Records
⁂

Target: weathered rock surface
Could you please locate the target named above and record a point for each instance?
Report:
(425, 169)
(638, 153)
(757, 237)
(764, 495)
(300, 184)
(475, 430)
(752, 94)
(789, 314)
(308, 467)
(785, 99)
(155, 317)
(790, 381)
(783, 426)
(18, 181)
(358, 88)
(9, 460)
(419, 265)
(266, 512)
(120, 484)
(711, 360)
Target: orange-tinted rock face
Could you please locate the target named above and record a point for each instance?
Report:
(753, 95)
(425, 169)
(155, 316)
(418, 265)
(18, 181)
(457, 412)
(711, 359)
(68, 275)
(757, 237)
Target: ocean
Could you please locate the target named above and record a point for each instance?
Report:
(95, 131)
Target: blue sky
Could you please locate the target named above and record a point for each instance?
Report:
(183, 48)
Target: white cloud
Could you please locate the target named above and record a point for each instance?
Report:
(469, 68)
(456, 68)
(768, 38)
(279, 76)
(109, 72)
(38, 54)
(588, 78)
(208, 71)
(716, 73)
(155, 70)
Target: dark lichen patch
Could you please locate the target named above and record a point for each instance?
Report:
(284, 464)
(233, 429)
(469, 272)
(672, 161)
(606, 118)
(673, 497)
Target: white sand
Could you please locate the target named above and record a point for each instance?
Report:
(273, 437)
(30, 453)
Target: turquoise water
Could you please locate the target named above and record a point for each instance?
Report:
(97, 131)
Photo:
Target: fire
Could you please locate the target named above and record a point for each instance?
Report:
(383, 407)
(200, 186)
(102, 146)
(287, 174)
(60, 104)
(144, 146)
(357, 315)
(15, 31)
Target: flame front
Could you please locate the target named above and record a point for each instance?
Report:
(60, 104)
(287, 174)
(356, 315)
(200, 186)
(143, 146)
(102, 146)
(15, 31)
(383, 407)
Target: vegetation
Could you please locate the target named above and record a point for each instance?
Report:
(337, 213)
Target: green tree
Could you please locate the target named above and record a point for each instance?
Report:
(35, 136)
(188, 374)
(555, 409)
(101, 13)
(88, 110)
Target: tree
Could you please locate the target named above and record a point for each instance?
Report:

⁂

Task to carry out: Copy every line of the records above word for word, from the first line through the last.

Exercise solution:
Target: weathered rock surface
Could you please locate the target named above and record a point for each instance?
Report:
(425, 169)
(638, 153)
(757, 237)
(764, 495)
(300, 184)
(475, 430)
(752, 94)
(789, 314)
(308, 467)
(785, 99)
(155, 317)
(790, 381)
(783, 426)
(18, 181)
(358, 88)
(9, 460)
(419, 265)
(266, 512)
(120, 484)
(711, 360)
Target: orange-tinted rock face
Could you please locate the target named above and record a point for each instance?
Report:
(753, 95)
(425, 169)
(155, 316)
(418, 265)
(18, 181)
(457, 412)
(711, 359)
(68, 275)
(757, 237)
Target: ocean
Could you please locate the target named above and record a point for each instance?
Report:
(95, 131)
Target: blue sky
Could you please locate the target named above and record a point for each instance?
Report:
(183, 48)
Target: white cloud
Could you please locate the target named above and record a point for each instance?
Report:
(469, 68)
(456, 68)
(768, 38)
(279, 76)
(109, 72)
(38, 54)
(588, 78)
(208, 71)
(716, 73)
(155, 70)
Target: dark lichen patch
Could you please locate the target named above and record a point for each instance?
Report:
(284, 464)
(233, 429)
(469, 272)
(672, 161)
(606, 118)
(673, 497)
Target: white sand
Could you please locate the target named above and record a point for each instance?
Report:
(273, 437)
(30, 453)
Target: turquoise water
Could you please locate the target named above and record a point for each instance?
Report:
(97, 131)
Photo:
Target: fire
Could you please locate the target named above and record a point for each instance?
Report:
(383, 407)
(200, 186)
(102, 146)
(287, 174)
(60, 104)
(144, 146)
(357, 315)
(15, 31)
Target: flame front
Could you please locate the target named above and record a point for each instance?
Report:
(60, 104)
(287, 174)
(356, 315)
(200, 186)
(143, 146)
(102, 146)
(15, 31)
(383, 407)
Target: vegetation
Could you please locate the target named above and record a point for each instance?
Report:
(337, 213)
Target: green tree
Could you please locate the target named above and record a point for each instance?
Report:
(35, 136)
(188, 374)
(555, 409)
(101, 13)
(88, 110)
Target: tree
Could you please locate the target named above and record a point for each instance?
Report:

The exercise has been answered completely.